◆ Direction 1 ◆
Identify each line in the entries below that contains the word "forehead", and copy those lines out in full.

◆ Text extract ◆
* * * *

After a series of terrible news coming from EV players Polestar and Renault’s Ampere, Lotus is feeling confident and ready to roll with listing its shares on Nasdaq by the end of March. The EV arm of the company is valued at $5.4 billion.
Automotive News Europe reports that the Geely-owned company is merging with “blank check” company L. Catteron Asia Acquisition in the first quarter, according to company head Mike Johnstone.
While its EV arm Lotus Tech was scheduled to be listed at the end of last year, that plan was delayed for “no specific reason,” according to Johnstone, who spoke with Automotive News Europe.
“We feel we are in a good place,” he said. “We delivered the volume of cars that we expected to, and we put in place a really pragmatic plan in terms of growth and gross margin.”
The timing of the listing comes right after Volvo stopped funding struggling luxury EV maker Polestar and handed full responsibility for the brand over to Geely, which is based in China. After Polestar was listed in the US in 2022, but it has continually struggled with poor stock performance and has had to rely on funding from Volvo and Geely for funding to stay in the game.
Adding to the grim mood, Volkswagen pushed back an IPO on its PowerCo. battery unit and plans to seek outside investors.

* * * *

◆ Direction 2 ◆
Print verbatim the portion of the Lotus listing article above, starting with "While its EV" and going on through "seek outside investors.".

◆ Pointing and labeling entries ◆

* * * *

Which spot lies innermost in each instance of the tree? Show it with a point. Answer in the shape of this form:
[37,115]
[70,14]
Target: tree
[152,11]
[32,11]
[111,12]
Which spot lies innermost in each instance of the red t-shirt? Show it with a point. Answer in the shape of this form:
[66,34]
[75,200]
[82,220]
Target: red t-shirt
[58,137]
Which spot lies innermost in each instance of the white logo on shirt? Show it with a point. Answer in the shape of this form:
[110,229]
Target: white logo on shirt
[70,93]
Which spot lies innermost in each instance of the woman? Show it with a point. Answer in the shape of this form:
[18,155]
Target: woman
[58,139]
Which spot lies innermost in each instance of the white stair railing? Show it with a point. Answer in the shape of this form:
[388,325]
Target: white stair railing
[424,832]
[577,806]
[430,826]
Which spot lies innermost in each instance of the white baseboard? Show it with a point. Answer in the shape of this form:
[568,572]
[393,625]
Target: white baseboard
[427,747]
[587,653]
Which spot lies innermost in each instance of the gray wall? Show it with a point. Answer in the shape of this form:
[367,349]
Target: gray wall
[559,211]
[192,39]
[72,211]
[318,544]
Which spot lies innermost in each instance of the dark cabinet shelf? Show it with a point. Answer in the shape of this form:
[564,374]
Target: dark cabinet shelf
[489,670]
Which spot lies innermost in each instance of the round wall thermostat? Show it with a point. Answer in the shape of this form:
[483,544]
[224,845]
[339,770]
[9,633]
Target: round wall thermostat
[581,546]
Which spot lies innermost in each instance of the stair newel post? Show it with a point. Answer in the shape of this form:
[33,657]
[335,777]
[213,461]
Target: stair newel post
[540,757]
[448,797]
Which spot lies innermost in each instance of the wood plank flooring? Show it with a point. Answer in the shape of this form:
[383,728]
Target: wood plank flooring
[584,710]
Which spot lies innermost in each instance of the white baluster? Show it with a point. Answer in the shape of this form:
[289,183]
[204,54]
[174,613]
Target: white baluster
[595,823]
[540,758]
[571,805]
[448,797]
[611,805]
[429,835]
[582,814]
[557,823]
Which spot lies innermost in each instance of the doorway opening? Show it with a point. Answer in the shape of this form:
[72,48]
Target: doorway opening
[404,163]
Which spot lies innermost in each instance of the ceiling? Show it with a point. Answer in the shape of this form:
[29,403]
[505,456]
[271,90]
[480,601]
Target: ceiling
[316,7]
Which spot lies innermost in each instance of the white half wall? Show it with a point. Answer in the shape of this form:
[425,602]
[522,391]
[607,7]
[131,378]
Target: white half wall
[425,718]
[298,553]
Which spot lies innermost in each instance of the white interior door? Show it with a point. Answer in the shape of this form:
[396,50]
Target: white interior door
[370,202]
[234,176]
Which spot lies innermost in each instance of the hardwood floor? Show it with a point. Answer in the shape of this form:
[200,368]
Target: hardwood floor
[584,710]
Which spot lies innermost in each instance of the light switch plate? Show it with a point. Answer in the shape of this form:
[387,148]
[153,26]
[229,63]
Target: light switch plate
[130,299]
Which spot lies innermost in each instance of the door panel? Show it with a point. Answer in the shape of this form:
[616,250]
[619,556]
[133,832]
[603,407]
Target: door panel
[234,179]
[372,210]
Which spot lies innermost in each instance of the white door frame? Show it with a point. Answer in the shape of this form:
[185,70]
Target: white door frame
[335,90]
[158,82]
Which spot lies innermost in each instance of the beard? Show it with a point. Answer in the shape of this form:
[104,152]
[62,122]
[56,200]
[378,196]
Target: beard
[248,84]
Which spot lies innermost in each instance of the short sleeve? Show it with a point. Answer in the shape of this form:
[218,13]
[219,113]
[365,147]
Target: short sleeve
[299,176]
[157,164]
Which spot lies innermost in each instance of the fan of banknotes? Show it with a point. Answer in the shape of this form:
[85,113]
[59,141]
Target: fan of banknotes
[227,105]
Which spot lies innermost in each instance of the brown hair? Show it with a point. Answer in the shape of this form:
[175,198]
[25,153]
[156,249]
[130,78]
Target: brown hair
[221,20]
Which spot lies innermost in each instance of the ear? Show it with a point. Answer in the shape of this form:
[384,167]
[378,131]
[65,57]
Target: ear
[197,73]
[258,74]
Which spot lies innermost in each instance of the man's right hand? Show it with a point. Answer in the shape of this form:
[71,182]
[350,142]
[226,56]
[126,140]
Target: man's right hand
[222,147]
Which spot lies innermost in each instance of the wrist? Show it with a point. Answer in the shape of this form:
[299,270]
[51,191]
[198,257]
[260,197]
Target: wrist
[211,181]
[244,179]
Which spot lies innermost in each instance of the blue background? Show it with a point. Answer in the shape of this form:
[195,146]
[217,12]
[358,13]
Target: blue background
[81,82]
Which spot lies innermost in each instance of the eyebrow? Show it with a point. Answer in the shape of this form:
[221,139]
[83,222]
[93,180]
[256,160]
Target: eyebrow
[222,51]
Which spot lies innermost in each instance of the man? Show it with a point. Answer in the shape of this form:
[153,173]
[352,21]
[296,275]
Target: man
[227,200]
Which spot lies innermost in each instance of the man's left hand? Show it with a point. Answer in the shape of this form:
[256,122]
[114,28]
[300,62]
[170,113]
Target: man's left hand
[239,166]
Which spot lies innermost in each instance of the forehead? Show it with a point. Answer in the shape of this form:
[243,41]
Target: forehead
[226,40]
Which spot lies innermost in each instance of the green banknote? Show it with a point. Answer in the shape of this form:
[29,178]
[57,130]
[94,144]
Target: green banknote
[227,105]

* * * *

◆ Reply 1 ◆
Which spot lies innermost in each instance of the forehead? Show it with a point. Answer in the shape of this form:
Target: forehead

◆ Reply 2 ◆
While its EV arm Lotus Tech was scheduled to be listed at the end of last year, that plan was delayed for “no specific reason,” according to Johnstone, who spoke with Automotive News Europe.
“We feel we are in a good place,” he said. “We delivered the volume of cars that we expected to, and we put in place a really pragmatic plan in terms of growth and gross margin.”
The timing of the listing comes right after Volvo stopped funding struggling luxury EV maker Polestar and handed full responsibility for the brand over to Geely, which is based in China. After Polestar was listed in the US in 2022, but it has continually struggled with poor stock performance and has had to rely on funding from Volvo and Geely for funding to stay in the game.
Adding to the grim mood, Volkswagen pushed back an IPO on its PowerCo. battery unit and plans to seek outside investors.